Part of a data file:
**********
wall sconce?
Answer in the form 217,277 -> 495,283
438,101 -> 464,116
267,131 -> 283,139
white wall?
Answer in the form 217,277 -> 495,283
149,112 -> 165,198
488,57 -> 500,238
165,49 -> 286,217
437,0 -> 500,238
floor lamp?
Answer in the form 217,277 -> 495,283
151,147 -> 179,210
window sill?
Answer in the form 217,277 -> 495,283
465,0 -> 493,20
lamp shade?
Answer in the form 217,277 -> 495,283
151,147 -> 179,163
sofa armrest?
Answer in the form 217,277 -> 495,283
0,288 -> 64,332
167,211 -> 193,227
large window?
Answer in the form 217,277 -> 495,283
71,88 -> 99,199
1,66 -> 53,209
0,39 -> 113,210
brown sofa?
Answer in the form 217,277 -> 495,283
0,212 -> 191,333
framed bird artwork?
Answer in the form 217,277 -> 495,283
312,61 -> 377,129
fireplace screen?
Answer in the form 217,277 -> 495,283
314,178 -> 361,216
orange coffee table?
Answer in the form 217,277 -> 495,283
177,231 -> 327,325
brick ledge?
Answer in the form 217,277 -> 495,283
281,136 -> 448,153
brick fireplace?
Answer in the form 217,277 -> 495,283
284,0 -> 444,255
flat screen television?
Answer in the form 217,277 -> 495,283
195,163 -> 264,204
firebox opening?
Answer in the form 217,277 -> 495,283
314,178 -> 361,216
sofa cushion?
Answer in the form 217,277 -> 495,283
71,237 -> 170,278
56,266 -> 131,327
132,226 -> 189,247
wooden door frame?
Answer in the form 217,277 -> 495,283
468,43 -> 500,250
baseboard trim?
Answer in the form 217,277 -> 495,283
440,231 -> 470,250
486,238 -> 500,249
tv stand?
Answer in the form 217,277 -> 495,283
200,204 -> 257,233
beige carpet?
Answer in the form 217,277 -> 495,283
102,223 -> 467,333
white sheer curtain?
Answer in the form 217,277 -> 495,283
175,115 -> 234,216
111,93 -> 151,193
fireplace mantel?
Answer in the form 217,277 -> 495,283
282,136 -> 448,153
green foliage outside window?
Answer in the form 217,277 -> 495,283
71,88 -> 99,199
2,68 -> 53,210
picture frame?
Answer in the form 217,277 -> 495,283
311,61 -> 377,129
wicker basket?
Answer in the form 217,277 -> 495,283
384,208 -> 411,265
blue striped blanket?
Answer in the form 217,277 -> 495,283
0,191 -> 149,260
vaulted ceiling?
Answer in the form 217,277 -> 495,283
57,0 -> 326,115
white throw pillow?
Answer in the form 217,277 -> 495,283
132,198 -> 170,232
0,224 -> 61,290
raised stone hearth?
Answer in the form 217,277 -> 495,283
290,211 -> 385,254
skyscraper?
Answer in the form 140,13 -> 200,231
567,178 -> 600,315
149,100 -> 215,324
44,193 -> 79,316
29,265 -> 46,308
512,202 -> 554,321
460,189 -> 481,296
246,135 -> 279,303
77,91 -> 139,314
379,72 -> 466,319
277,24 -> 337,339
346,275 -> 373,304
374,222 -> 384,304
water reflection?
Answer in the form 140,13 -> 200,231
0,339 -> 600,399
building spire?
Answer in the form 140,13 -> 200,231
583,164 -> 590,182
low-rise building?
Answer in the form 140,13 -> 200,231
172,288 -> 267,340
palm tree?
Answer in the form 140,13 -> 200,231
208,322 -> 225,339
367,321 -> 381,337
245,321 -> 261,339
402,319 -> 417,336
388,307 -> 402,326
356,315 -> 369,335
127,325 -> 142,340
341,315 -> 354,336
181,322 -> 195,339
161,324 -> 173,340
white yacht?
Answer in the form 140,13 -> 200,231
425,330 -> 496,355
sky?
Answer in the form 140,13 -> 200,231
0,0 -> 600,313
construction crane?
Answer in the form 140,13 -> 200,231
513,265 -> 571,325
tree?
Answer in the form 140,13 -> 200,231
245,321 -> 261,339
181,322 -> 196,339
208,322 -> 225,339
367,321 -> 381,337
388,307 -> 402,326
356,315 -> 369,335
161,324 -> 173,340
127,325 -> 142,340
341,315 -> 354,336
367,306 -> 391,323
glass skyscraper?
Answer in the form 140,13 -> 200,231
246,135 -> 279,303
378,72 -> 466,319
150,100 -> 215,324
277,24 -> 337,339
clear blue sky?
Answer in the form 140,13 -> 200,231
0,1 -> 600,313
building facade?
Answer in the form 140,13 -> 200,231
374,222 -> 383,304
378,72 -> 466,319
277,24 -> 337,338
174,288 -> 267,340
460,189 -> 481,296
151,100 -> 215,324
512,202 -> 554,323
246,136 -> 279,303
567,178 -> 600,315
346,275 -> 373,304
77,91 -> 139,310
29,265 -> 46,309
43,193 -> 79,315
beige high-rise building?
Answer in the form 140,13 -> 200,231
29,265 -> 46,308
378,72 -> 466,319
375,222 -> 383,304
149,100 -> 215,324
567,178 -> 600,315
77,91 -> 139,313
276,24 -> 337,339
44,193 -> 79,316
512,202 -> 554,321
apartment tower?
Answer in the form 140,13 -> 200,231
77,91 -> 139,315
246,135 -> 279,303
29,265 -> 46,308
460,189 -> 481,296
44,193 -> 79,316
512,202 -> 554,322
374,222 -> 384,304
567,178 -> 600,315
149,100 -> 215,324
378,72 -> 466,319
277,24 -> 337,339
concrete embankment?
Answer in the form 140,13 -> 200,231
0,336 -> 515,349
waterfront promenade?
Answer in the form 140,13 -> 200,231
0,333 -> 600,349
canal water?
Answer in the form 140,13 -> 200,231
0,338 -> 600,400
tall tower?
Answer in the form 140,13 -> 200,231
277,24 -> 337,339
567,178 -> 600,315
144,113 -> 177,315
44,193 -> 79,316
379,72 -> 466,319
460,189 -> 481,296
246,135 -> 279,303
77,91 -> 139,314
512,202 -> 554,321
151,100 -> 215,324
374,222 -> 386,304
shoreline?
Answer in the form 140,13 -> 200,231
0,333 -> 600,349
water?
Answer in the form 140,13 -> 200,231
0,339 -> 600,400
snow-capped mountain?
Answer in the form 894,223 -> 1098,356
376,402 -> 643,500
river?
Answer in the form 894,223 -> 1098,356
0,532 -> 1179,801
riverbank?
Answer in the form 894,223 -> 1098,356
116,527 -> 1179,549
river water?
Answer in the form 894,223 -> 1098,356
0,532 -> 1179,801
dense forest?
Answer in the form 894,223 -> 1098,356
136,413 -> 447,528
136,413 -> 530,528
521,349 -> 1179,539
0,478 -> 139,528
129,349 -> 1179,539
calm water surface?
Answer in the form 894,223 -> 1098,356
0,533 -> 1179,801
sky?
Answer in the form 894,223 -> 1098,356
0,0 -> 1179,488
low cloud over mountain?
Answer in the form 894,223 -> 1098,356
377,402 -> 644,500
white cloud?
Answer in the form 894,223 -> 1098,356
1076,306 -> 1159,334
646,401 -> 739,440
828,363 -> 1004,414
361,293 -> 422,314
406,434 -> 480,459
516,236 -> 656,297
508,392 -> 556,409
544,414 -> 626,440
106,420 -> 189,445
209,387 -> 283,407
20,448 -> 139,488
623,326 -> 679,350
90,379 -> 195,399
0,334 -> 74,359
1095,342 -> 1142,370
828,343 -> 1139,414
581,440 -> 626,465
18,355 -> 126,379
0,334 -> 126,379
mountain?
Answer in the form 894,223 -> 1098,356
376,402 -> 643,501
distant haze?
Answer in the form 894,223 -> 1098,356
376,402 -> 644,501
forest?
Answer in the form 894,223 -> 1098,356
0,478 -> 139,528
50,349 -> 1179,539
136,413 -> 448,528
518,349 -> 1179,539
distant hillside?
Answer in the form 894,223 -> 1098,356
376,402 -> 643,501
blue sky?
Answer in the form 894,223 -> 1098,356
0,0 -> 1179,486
**********
TASK STATEMENT: Copy the data above without any changes, starting at the line containing "dense forest?" and continuing up to and including the line containing "377,402 -> 644,500".

EXERCISE ANSWER:
dense forest?
Answer in the form 894,223 -> 1098,356
136,413 -> 447,528
136,413 -> 530,528
521,349 -> 1179,539
0,478 -> 139,528
129,349 -> 1179,539
calm water surface?
Answer in the form 894,223 -> 1098,356
0,533 -> 1179,801
sky?
Answer in the form 894,223 -> 1098,356
0,0 -> 1179,488
low cloud over mountain?
Answer in the form 894,223 -> 1098,356
377,402 -> 644,500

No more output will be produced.